▸ Your tasks
1. Decide whether each statement agrees with the court excerpt below. For each, answer yes or no and quote the exact words that decide it. (a) Amigo Foods chose to route the payment through Irving Trust. (b) Aroostook rejected the funds on the potato grower's instruction. (c) The Appellate Division dismissed the case for lack of jurisdiction.
2. According to the court excerpt below, at which bank did the defendant keep the checking account through which the payment was wired?

▸ Source passage
###
On remand, discovery revealed that Amigo Foods directed Marine Midland Bank to wire funds to the wholesaler’s account with Aroostook. Marine Midland unilaterally chose to wire payment through the “relatively small checking account” defendant maintained at Irving Trust (Amigo Foods Corp. v Marine Midland Bank-N.Y., 61 AD2d 896, 897 [1st Dept 1978]). When Aroostook informed the Maine potato grower of this transaction, the potato grower instructed Aroostook to reject the funds, which it did. The Appellate Division dismissed for lack of jurisdiction because Aroostook, through its New York correspondent account, had “passively and unilaterally been made the recipient of funds” (61 AD2d at 897). We affirmed for the reasons stated (Amigo Foods Corp. v Marine Midland Bank-N.Y., 46 NY2d 855 [1979]).
###
▸ Stored data
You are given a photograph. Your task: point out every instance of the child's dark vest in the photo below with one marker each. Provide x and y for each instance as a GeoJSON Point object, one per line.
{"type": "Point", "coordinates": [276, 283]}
###
▸ Full answers
1.
(a) No: "Marine Midland unilaterally chose to wire payment through the “relatively small checking account” defendant maintained at Irving Trust"
(b) Yes: "the potato grower instructed Aroostook to reject the funds, which it did"
(c) Yes: "The Appellate Division dismissed for lack of jurisdiction"

2. Irving Trust.